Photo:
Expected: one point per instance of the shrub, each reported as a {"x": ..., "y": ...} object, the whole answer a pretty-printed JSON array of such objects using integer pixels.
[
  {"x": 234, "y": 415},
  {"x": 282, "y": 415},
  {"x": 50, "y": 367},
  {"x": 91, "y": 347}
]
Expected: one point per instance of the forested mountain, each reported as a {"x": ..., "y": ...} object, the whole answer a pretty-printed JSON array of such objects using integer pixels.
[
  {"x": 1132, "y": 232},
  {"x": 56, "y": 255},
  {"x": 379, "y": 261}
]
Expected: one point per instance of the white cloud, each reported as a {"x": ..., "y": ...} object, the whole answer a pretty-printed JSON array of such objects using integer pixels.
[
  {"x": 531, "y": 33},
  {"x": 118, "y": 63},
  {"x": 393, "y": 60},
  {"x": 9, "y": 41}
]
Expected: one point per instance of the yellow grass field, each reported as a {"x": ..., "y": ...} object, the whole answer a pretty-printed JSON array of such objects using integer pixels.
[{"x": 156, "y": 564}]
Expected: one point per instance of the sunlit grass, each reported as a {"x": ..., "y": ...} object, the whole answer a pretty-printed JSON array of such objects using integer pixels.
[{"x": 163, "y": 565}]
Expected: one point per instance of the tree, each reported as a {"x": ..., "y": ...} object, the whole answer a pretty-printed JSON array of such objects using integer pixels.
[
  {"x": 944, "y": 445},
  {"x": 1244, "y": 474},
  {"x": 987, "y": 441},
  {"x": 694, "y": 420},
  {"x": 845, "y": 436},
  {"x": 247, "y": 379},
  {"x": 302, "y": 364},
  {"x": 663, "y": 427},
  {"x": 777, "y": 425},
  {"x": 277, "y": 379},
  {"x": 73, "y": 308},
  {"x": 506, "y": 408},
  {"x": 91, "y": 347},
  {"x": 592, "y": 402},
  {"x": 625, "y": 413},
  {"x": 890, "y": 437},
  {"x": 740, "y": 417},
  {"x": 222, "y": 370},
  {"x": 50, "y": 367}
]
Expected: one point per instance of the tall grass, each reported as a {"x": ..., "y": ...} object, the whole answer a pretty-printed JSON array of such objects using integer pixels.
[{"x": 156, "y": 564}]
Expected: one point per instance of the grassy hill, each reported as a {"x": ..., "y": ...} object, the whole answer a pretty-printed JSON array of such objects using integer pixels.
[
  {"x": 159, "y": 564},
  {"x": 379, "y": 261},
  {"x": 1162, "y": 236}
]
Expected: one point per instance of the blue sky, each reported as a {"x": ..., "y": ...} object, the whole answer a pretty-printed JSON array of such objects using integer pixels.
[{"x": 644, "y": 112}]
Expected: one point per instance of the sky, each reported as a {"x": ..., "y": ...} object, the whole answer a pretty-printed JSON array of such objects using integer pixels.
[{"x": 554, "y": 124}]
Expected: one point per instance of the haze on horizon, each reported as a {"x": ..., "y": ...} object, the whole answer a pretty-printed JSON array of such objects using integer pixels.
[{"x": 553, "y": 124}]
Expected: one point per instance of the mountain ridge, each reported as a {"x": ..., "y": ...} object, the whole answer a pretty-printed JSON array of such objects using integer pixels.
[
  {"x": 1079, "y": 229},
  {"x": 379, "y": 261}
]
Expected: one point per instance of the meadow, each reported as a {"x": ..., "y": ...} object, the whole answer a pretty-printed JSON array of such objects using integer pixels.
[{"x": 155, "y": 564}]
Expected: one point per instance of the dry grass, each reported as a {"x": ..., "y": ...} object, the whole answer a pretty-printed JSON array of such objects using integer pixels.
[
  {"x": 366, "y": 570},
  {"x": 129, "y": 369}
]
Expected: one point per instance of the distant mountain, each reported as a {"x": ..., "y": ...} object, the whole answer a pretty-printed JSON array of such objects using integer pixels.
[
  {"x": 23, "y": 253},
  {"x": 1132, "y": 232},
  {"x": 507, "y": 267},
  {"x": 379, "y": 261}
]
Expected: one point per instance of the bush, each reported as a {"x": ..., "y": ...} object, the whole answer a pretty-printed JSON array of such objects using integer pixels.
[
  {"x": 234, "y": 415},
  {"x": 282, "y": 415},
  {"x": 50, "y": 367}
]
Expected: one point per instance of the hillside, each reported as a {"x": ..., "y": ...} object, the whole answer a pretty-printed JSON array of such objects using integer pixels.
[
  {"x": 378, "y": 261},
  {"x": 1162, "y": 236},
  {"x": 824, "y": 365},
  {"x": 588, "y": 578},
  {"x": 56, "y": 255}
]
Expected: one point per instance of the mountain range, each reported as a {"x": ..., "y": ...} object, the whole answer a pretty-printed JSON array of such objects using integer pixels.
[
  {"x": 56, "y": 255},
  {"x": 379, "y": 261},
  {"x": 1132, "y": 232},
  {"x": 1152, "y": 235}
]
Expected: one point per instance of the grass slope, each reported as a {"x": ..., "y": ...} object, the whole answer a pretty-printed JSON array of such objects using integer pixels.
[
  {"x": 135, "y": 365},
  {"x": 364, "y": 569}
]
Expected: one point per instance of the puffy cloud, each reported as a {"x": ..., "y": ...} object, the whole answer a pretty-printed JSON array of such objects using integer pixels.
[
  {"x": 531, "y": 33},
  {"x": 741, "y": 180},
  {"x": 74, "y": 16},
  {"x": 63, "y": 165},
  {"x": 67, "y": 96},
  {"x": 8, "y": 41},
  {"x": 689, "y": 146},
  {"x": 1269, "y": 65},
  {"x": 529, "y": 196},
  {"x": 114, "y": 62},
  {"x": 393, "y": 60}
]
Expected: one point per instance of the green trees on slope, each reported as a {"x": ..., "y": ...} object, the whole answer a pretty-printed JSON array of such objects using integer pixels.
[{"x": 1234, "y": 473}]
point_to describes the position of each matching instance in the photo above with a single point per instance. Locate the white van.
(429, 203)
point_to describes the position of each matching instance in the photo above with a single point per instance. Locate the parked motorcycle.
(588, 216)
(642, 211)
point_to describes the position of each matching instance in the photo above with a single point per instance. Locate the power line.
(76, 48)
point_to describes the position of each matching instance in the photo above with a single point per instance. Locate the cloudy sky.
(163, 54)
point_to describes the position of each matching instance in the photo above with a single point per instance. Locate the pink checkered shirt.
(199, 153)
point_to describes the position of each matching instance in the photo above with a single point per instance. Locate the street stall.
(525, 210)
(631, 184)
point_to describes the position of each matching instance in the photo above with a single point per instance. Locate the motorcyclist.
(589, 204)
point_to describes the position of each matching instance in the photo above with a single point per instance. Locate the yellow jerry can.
****************
Each record should come back exactly as written.

__ANSWER FOR THE TASK__:
Photo:
Expected: one point per instance of the shrub, each reported as a {"x": ..., "y": ...} object, the whole answer a pretty-printed JSON array of such objects using integer pixels.
[
  {"x": 234, "y": 415},
  {"x": 282, "y": 415},
  {"x": 50, "y": 367},
  {"x": 91, "y": 347}
]
Expected: one point per instance of the forested mountain, each reported as a {"x": ..., "y": ...} object, the whole answer a pretty-printed JSON array of such objects using integer pixels.
[
  {"x": 1132, "y": 232},
  {"x": 56, "y": 255},
  {"x": 379, "y": 261}
]
Expected: one point per instance of the white cloud, each reported as a {"x": ..., "y": ...} object, the whole answer a pretty-printed JSON array of such objects using integer pixels.
[
  {"x": 531, "y": 33},
  {"x": 118, "y": 63},
  {"x": 393, "y": 60},
  {"x": 9, "y": 41}
]
Expected: one point per instance of the yellow grass field, each reported as a {"x": ..., "y": ...} object, the whole answer a pretty-printed JSON array of such objects using integer pixels.
[{"x": 156, "y": 564}]
Expected: one point per instance of the sunlit grass, each reported as a {"x": ..., "y": ...} object, the whole answer a pretty-printed JSON array of such objects using integer pixels.
[{"x": 163, "y": 565}]
Expected: one point per instance of the tree, each reported as a {"x": ..., "y": ...} object, the whole answer a pretty-printed JSON array of such objects using integer pixels.
[
  {"x": 944, "y": 445},
  {"x": 1244, "y": 474},
  {"x": 987, "y": 441},
  {"x": 694, "y": 420},
  {"x": 845, "y": 436},
  {"x": 247, "y": 379},
  {"x": 302, "y": 364},
  {"x": 663, "y": 427},
  {"x": 777, "y": 425},
  {"x": 277, "y": 379},
  {"x": 73, "y": 308},
  {"x": 506, "y": 408},
  {"x": 91, "y": 347},
  {"x": 592, "y": 402},
  {"x": 625, "y": 413},
  {"x": 890, "y": 437},
  {"x": 740, "y": 417},
  {"x": 222, "y": 370},
  {"x": 50, "y": 367}
]
Expected: one point per instance of the tall grass, each reported as a {"x": ..., "y": ...} object, the whole answer a pretty-printed JSON array of such objects using integer pixels.
[{"x": 156, "y": 564}]
Expected: one point per instance of the grassy hill, each reported as a {"x": ..., "y": ...} object, the whole answer a pretty-printed JSON array of such objects using integer pixels.
[
  {"x": 159, "y": 564},
  {"x": 379, "y": 261},
  {"x": 1162, "y": 236}
]
Expected: one point per instance of the blue sky, each reported as a {"x": ..., "y": ...} object, the whole answer a pretty-printed JSON array of such objects using integer pixels.
[{"x": 644, "y": 112}]
Expected: one point per instance of the sky, each reported as a {"x": ..., "y": ...} object, the whole answer a pretty-printed JSON array of such objects using integer pixels.
[{"x": 554, "y": 124}]
Expected: one point per instance of the haze on horizon, each reported as a {"x": ..., "y": ...} object, the whole answer a pretty-printed JSON array of such objects using integer pixels.
[{"x": 553, "y": 124}]
Expected: one point per instance of the mountain ridge, each reported as a {"x": ..., "y": ...} object, the whole answer a pretty-printed JSON array of such objects using integer pixels.
[
  {"x": 1079, "y": 229},
  {"x": 379, "y": 261}
]
Expected: one point per instance of the meadow, each reported as a {"x": ..., "y": ...} object, the whole answer a pretty-printed JSON array of such objects using integer pixels.
[{"x": 155, "y": 564}]
Expected: one point per instance of the dry grass, each reported as a {"x": ..., "y": ...} object, the whole answer a pretty-printed JSON array of such objects using integer pixels.
[
  {"x": 366, "y": 570},
  {"x": 129, "y": 369}
]
Expected: one point per instance of the distant mountain, each reported as a {"x": ..., "y": ...} object, the whole answer a pretty-printed JSON array of such objects using integer pixels.
[
  {"x": 23, "y": 253},
  {"x": 1132, "y": 232},
  {"x": 507, "y": 267},
  {"x": 379, "y": 261}
]
Expected: one point per instance of the bush, each reported as a {"x": ..., "y": ...} object, the whole answer a pretty-printed JSON array of such objects using integer pixels.
[
  {"x": 234, "y": 415},
  {"x": 282, "y": 415},
  {"x": 50, "y": 367}
]
Expected: one point per instance of the hillside, each reported as a {"x": ..., "y": ...} object, the whole answer a pretty-printed JSON array of such objects using integer pixels.
[
  {"x": 378, "y": 261},
  {"x": 1162, "y": 236},
  {"x": 824, "y": 365},
  {"x": 588, "y": 578},
  {"x": 56, "y": 255}
]
Expected: one point per instance of the mountain range, each reported as a {"x": ..., "y": ...} object, the whole answer a pretty-printed JSON array of such objects using integer pixels.
[
  {"x": 56, "y": 255},
  {"x": 379, "y": 261},
  {"x": 1132, "y": 232},
  {"x": 1152, "y": 235}
]
Expected: one point per instance of the grass slope, each reported as a {"x": ..., "y": ...} object, the whole answer a pretty-printed JSON array of such objects using integer pixels.
[
  {"x": 135, "y": 365},
  {"x": 364, "y": 569}
]
Expected: one point per instance of the puffy cloud, each reported as a {"x": ..., "y": ...} object, the whole answer a pretty-printed JSON array of such objects using integer pixels.
[
  {"x": 531, "y": 33},
  {"x": 741, "y": 180},
  {"x": 74, "y": 16},
  {"x": 63, "y": 165},
  {"x": 67, "y": 96},
  {"x": 8, "y": 41},
  {"x": 689, "y": 146},
  {"x": 1269, "y": 65},
  {"x": 529, "y": 196},
  {"x": 114, "y": 62},
  {"x": 393, "y": 60}
]
Expected: one point per instance of the green trees on slope, each reported as a {"x": ..., "y": ...} object, the whole answer a pretty-printed JSON array of such objects using integer pixels.
[{"x": 1234, "y": 473}]
point_to describes the position of each matching instance in the photo above with a single point per instance. Locate the white van.
(429, 203)
point_to describes the position of each matching instance in the photo above with a single point per instance. Locate the parked motorcycle.
(588, 216)
(642, 211)
point_to describes the position of each matching instance in the photo above with a single point per instance. Locate the power line.
(76, 48)
point_to describes the position of each matching instance in the photo above with a single point per instance. Locate the cloudy sky.
(163, 54)
point_to describes the position of each matching instance in the photo above with a single point per instance. Locate the pink checkered shirt.
(199, 153)
point_to describes the position of each matching instance in the photo above with a single point per instance. Locate the street stall.
(525, 210)
(631, 184)
point_to describes the position of each matching instance in the photo above with a single point per instance. Locate the motorcyclist.
(589, 204)
point_to describes the position of each matching instance in the photo above with a single point per instance. Locate the yellow jerry can.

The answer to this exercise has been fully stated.